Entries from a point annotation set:

* Start *

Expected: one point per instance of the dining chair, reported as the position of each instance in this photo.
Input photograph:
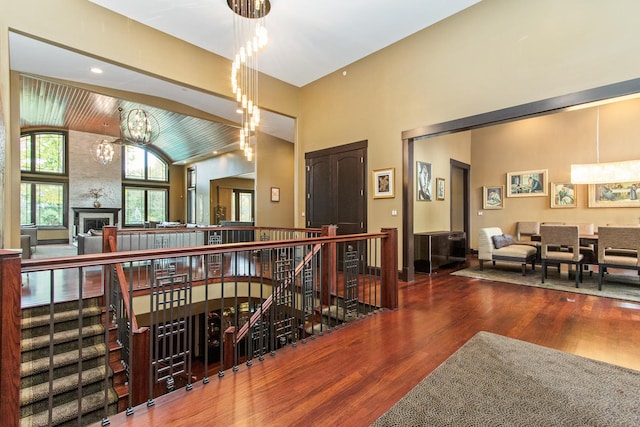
(525, 230)
(616, 249)
(554, 236)
(587, 250)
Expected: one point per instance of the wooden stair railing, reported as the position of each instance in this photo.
(138, 369)
(10, 285)
(276, 291)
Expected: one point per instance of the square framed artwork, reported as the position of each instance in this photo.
(493, 197)
(614, 195)
(527, 183)
(383, 183)
(423, 180)
(563, 195)
(440, 188)
(275, 194)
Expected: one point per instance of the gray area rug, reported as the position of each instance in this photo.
(625, 285)
(498, 381)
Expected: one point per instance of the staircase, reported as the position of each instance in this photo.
(66, 385)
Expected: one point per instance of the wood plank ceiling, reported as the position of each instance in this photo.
(182, 138)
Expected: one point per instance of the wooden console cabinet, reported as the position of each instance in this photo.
(434, 249)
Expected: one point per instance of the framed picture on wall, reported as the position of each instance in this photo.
(423, 179)
(614, 195)
(383, 183)
(275, 194)
(563, 195)
(493, 197)
(440, 188)
(527, 183)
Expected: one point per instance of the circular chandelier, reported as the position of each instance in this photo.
(250, 36)
(103, 152)
(138, 127)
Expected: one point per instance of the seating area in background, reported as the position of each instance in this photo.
(580, 245)
(561, 245)
(494, 245)
(618, 247)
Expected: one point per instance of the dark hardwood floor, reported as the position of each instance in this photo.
(351, 376)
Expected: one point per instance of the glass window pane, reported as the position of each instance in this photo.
(25, 204)
(134, 206)
(157, 203)
(134, 162)
(49, 204)
(157, 168)
(25, 153)
(49, 153)
(246, 205)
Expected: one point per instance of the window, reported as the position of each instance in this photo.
(44, 181)
(191, 195)
(146, 190)
(242, 205)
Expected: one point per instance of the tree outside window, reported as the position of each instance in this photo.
(43, 188)
(146, 191)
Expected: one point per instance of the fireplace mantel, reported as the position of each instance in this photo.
(81, 213)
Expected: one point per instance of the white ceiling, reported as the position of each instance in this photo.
(307, 40)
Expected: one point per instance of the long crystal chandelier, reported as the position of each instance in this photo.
(605, 173)
(250, 36)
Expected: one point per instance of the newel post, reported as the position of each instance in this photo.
(10, 290)
(140, 369)
(329, 267)
(389, 265)
(228, 349)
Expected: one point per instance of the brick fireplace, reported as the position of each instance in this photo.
(85, 219)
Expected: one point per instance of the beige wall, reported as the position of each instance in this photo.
(221, 191)
(87, 28)
(552, 142)
(435, 215)
(496, 54)
(274, 168)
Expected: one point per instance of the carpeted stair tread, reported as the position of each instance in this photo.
(68, 411)
(45, 319)
(60, 337)
(60, 385)
(62, 359)
(58, 307)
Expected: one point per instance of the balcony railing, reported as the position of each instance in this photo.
(173, 316)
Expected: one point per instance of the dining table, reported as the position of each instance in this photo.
(586, 240)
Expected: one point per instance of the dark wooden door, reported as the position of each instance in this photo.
(336, 188)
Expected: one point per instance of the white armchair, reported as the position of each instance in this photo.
(509, 252)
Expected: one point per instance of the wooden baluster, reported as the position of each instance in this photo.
(10, 285)
(389, 263)
(329, 267)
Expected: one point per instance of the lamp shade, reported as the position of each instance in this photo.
(603, 173)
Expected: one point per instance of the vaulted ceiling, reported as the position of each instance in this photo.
(308, 39)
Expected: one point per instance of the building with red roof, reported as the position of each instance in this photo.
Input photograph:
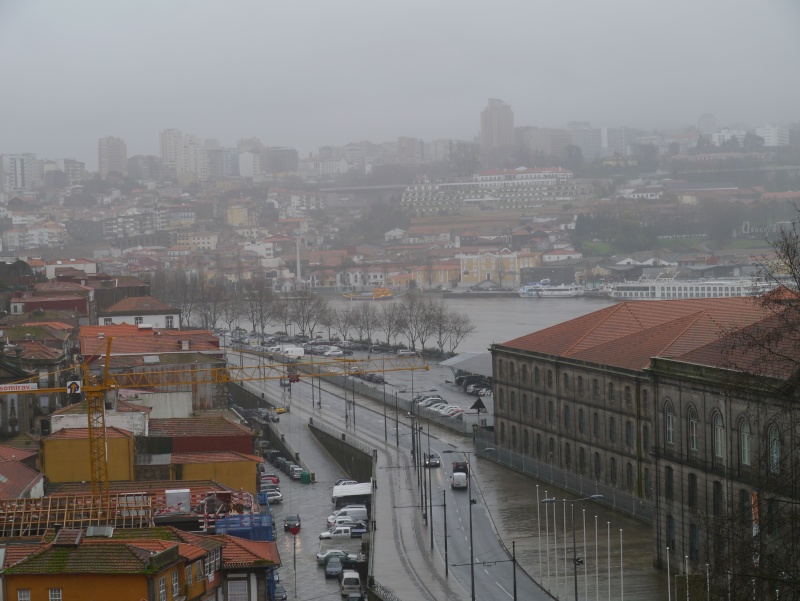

* End *

## Task instructions
Take the listing and print it again exactly, but without any pictures.

## The output
Expected: one point per instance of the dining chair, reported as the position of each instance in this photo.
Input photograph:
(525, 230)
(616, 249)
(554, 236)
(587, 250)
Expected: one point per instance of the wooden stair railing, reported as the position of each instance in this photo.
(138, 369)
(10, 285)
(276, 291)
Expected: one point per instance of the square framed artwork, reported as the position of each instance in this photo.
(493, 197)
(614, 195)
(527, 183)
(383, 183)
(423, 180)
(563, 195)
(440, 188)
(275, 194)
Expected: one point per instance of the gray area rug, reported as the position of each instance in this photo.
(625, 285)
(498, 381)
Expected: one point per instance of the staircase, reported as the position of each instance in this photo.
(66, 385)
Expected: one point per instance of the wood plank ceiling, reported as the position of each instance in this photo.
(182, 138)
Expected: one point per instance of the wooden console cabinet, reported as the position of each instance in this photo.
(434, 249)
Expected: one point per instance of the framed picture on wall, reported as the position of each instance in this photo.
(423, 179)
(614, 195)
(383, 183)
(275, 194)
(563, 195)
(493, 197)
(440, 188)
(527, 183)
Expected: one point per instance of the circular chandelier, reported as the position of each instance in this photo.
(250, 36)
(103, 152)
(138, 127)
Expected: one point per instance of the seating area in background, reported as the position of each instance in this photo.
(580, 245)
(561, 245)
(494, 245)
(618, 247)
Expected: one point per instance of the dark hardwood floor, reported as the position of each instance in this photo.
(351, 376)
Expected: one point per instance of the glass window pane, reported as the position of each instance in this photo.
(25, 204)
(134, 206)
(157, 203)
(134, 162)
(49, 204)
(157, 168)
(25, 153)
(49, 153)
(246, 205)
Expected: one point per instance of the window, reported as the position of each instance in this photo.
(44, 181)
(191, 195)
(146, 190)
(242, 205)
Expected: one point per instance of the tree outside window, reported as the position of each instance in this photo.
(43, 188)
(146, 191)
Expected: one point per instance of the fireplace mantel, reported as the position of each instance in this photo.
(81, 213)
Expected: one point per instance of the white ceiling, reported as the position of each instance in this photo.
(307, 40)
Expected: one point per instance of the long crystal chandelier, reported as the position of each instance in this photo.
(605, 173)
(250, 36)
Expected: one point per instance of the newel post, reported as the position of each instance in this photo.
(10, 290)
(140, 369)
(329, 267)
(389, 265)
(228, 349)
Expected: one point per instance of the brick fireplace, reported as the position of each instance in this photo.
(85, 219)
Expected: one point per instance of the beige wall, reported as the position of each instance in this photo.
(221, 191)
(87, 28)
(552, 142)
(435, 215)
(496, 54)
(274, 168)
Expected: one point per instance of the carpeted stair tread, reported as the position of each instance in this photo.
(68, 411)
(45, 319)
(60, 337)
(60, 385)
(62, 359)
(58, 307)
Expected: one point per instance of the balcony railing, reported as the position of each instance in this photo.
(173, 316)
Expected: one point per instance of the dining table, reported as the position of each instance in this photo.
(586, 240)
Expected: one point per instance of the dark wooden door, reported as the position of each instance in this photo.
(336, 188)
Expected: one point per instance of the white armchair, reported as the position of each instance in this photo.
(509, 252)
Expected: one point per instance of the wooden baluster, reported as the position of each instance in this photo.
(10, 285)
(389, 263)
(329, 267)
Expected: one point per instance of the lamp shade, reported as the position of each instance in this photo.
(603, 173)
Expected: one point per instance of the vaulted ceiling, reported as the position of each instance in this photo.
(308, 39)
Expected: one point per instance of the building with red roof, reported as the position of each instance in this photo.
Input photograph:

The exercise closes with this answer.